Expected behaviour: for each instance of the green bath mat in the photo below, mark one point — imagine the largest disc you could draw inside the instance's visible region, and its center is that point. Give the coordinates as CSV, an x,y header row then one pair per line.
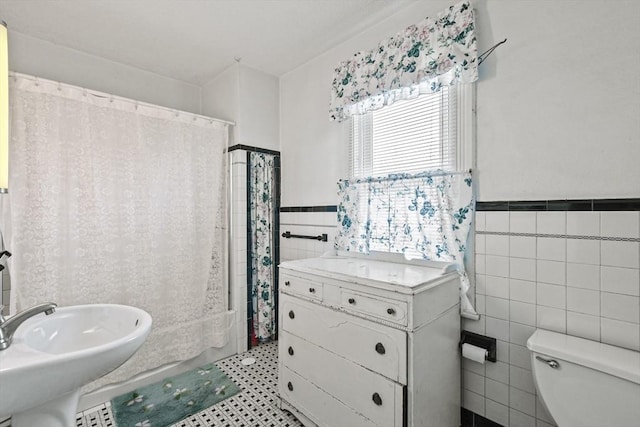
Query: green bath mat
x,y
172,399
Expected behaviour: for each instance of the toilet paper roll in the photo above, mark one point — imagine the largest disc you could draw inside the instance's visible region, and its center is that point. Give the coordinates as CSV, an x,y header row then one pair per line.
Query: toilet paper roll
x,y
471,352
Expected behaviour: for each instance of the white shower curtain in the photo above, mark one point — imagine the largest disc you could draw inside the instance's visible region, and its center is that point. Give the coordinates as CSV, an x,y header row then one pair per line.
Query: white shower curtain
x,y
112,201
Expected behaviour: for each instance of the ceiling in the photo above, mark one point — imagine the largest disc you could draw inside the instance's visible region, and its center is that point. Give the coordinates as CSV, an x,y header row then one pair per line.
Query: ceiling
x,y
194,40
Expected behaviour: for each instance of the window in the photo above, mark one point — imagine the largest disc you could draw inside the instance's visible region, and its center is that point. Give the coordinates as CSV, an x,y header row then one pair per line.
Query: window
x,y
410,136
423,134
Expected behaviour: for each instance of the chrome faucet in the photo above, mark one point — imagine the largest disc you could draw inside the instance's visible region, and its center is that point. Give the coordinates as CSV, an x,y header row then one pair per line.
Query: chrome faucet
x,y
8,326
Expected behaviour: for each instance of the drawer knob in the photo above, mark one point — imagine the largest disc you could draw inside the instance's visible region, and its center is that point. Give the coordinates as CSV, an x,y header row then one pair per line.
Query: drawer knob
x,y
376,398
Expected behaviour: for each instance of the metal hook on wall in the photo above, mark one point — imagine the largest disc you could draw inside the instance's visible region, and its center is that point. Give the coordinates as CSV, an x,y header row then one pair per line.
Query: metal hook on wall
x,y
489,51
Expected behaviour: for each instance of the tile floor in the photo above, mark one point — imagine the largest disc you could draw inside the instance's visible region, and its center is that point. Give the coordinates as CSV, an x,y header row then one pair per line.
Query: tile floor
x,y
255,406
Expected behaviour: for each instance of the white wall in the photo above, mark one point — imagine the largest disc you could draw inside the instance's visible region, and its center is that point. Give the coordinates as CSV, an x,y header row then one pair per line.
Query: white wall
x,y
220,96
313,148
249,98
45,59
557,104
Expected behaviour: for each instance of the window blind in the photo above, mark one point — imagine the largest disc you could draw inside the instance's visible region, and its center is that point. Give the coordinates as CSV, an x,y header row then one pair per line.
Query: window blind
x,y
409,136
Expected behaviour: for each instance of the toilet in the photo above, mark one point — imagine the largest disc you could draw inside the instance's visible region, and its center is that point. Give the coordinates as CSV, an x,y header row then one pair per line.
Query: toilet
x,y
585,383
....
Requirements
Rename "Query" to "Target" wherever it appears in the data above, and reproduce every line with no other change. Leave the pictures out of your answer.

Answer to the exercise
Expected behaviour: for each instance of the green bath mat in the photo below, mark one point — imagine the largest disc you could draw inside the instance's visible region, and its center is that point. Give the coordinates as CSV, an x,y header row then one pair per line.
Target: green bath mat
x,y
172,399
Expected behaviour: for each instance of the toilet paper roll in the photo above, mark one point — imagine the largest disc you could draw inside the instance's visible region, and its center is that point. Give the coordinates as CSV, an x,y header row then one pair per line.
Target: toilet paper roll
x,y
471,352
Expected behaviour: for each instance of the white shower curtain in the photo above, mark one point — imagine the largest disc you could draw inside the instance's visible region, and its center is that point. Give the coordinates as CSV, an x,y header row then one pair per line.
Target: white shower curtain
x,y
112,201
Expected behaviour: for each instance of the ceiling in the photo above, mark one point — imagine the largest disc you could draw inside the instance's visible region, and its center is that point. Give the coordinates as CSV, an x,y header row then one pair per line.
Target: ceiling
x,y
194,40
Expected behaviour: for each instance of the window in the photo above, mark one point — imagine the largest disc you could draw inside the instance's visible region, and its center is that point. Give the coordinates as CSV, an x,y header row then one pair per line.
Target: window
x,y
410,136
423,134
Expected behaviour: for each instance of the chrome faucet in the photo above, mark one point — imagine the largest disc you could draw inside the instance's visible region, and its center is that point. Give the coordinates as CSV, an x,y header row then one pair per line.
Target: chrome faucet
x,y
8,326
Expected behaviour: for each instance of the drawer knob in the photo above, mark one point — imagine the largest disc you could draw inside the instance's visible region, and its center is that point. Give the coordinates as CSV, an x,y header row then one pair per line.
Target: drawer knob
x,y
376,398
Expected behaviour: for each instance of the metal hook on wall in the photo above, mark one point — imagine the largest disc you could draw inside the instance's visible region, and its center is that point. Give the coordinates as CSV, an x,y header row then one pair per line.
Target: metal hook on wall
x,y
489,51
Expected behaviour: for each instance of the tile floor in the photo above, mark one point — imagine the largest disc you could draw inside the instance's visible region, and its center is that point. Give the coordinates as CSV, an x,y header row then one pair per line.
Target: tile floor
x,y
255,406
Expected behaviour: for each instance of the white wall in the photo above, mark one point — imagine the largest disc you could draw inside the instance's visible region, and its center is that point. Give the coordinates as CSV, an x,y header row then one pair per line.
Target: white wall
x,y
220,96
313,148
249,98
45,59
557,104
Expected behaviour: for each instance of the window blind in the photo above, mark one point — imagine the largest disc you could draw inside the instance's visible region, and its center is that point. Give the coordinates as CSV, an x,y header row then one pair per line.
Target: window blind
x,y
409,136
Expected behaviour: for each instance of the toilet in the photo above, mark one point — imagine the largest disc you could draw inside the instance's visible region, and its center is that point. Give the coordinates as CSV, an x,y header row then one pair per line.
Target: toilet
x,y
585,383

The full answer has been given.